Page:
----------

Parabole des vierges sages et folles

Il y a quelque temps, j’ai entendu un commentaire sur la parabole des vierges sages et des vierges folles, vous savez celles qui munies d’une lampe attendent l’époux qui tarde à venir. Seules les sages ont pris la précaution d’avoir de l’huile en réserve pour leurs lampes, et quand l’époux arrive enfin, les vierges folles ont leur loupiote à sec. Le temps de courir chercher de l’huile, quand elles reviennent, la porte reste fermée...

Le commentaire était très classique. C’était sur l’attente de Dieu dont on ne sait quand Il viendra. Commentaire classique mais très ouvert, très riche, puisqu’on faisait état de la rencontre du désir de l’homme et du désir de Dieu. C’était bien, et même très bien.

J’ai bien aimé. Mais ce matin, en lisant ce passage, je vois les choses fort différemment.

Les vierges sages me paraissent surtout égoïstes : elles auraient pu partager leur réserve au lieu de tout garder pour elles au prétexte qu’il n’y en avait pas assez pour toutes. Elles n’ont pas voulu prendre le risque d’être à court. C’est un peu mesquin.

----------

Données:
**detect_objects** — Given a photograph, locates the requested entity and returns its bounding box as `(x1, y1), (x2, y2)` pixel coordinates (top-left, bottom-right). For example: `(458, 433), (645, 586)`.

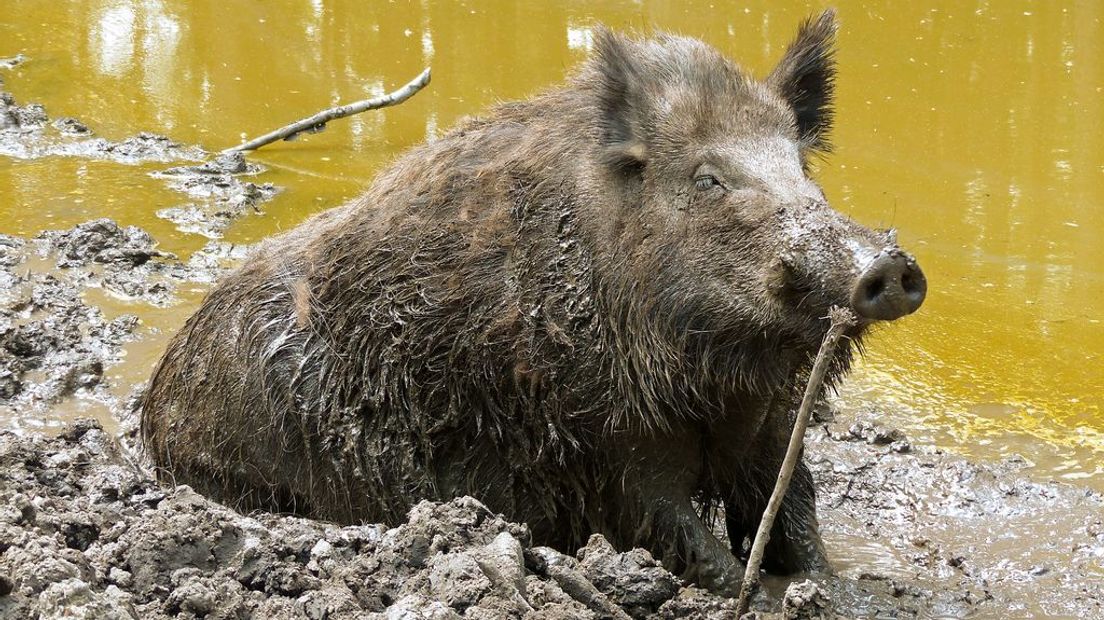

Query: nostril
(851, 250), (927, 321)
(867, 278), (885, 301)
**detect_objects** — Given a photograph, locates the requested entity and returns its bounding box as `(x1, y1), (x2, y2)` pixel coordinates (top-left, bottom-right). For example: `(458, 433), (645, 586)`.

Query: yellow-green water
(0, 0), (1104, 483)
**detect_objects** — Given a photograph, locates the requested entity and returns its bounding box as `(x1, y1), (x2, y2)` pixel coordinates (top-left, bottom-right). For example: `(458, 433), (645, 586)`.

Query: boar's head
(588, 12), (926, 381)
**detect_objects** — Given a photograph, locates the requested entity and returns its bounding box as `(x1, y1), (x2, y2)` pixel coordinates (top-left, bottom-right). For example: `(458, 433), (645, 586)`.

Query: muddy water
(0, 0), (1104, 487)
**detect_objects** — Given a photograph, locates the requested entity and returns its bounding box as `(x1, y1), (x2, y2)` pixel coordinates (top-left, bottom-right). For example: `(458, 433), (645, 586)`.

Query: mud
(0, 408), (1104, 619)
(0, 76), (272, 419)
(0, 60), (1104, 619)
(0, 72), (279, 238)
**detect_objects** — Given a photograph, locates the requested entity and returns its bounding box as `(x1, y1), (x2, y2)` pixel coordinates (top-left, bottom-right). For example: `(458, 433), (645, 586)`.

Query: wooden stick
(222, 68), (429, 153)
(736, 306), (856, 618)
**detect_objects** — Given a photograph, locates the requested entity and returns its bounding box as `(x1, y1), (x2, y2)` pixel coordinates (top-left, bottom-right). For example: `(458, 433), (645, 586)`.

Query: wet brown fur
(142, 9), (909, 590)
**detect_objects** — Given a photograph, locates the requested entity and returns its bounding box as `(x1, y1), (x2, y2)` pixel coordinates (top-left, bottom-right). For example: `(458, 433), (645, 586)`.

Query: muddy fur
(141, 13), (914, 591)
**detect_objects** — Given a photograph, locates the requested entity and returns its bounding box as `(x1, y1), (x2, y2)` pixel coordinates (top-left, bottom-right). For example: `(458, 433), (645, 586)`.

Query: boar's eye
(693, 174), (721, 191)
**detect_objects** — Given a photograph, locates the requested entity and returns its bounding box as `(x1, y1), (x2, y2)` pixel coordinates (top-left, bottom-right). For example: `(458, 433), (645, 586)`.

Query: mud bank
(0, 408), (1104, 619)
(0, 421), (731, 619)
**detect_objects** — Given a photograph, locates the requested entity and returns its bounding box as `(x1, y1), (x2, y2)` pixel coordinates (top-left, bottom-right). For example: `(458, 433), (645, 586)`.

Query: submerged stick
(736, 306), (856, 618)
(223, 68), (429, 153)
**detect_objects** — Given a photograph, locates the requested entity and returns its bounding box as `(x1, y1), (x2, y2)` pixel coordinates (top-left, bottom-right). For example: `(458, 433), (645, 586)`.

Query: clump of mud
(155, 152), (277, 238)
(0, 231), (138, 410)
(0, 420), (755, 619)
(0, 71), (279, 238)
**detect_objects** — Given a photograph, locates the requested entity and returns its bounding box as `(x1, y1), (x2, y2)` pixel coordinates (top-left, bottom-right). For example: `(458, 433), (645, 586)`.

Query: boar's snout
(851, 248), (927, 321)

----------

À compléter:
[A] D'après la page, qu'est-ce que seules les vierges sages ont pris la précaution d'avoir ?
[B] Recopie les entrées depuis leur début et arrête-toi après la ligne qui contient "(867, 278), (885, 301)", en remplaçant "nostril" par "nose" sans rien changer d'autre. Laisse les images de côté.
La page et les entrées n'ont aucun rapport entre elles.

Réponses par consigne:
[A] De l'huile en réserve pour leurs lampes.

[B]
**detect_objects** — Given a photograph, locates the requested entity and returns its bounding box as `(x1, y1), (x2, y2)` pixel coordinates (top-left, bottom-right). For example: `(458, 433), (645, 586)`.


Query: nose
(851, 250), (927, 321)
(867, 278), (885, 301)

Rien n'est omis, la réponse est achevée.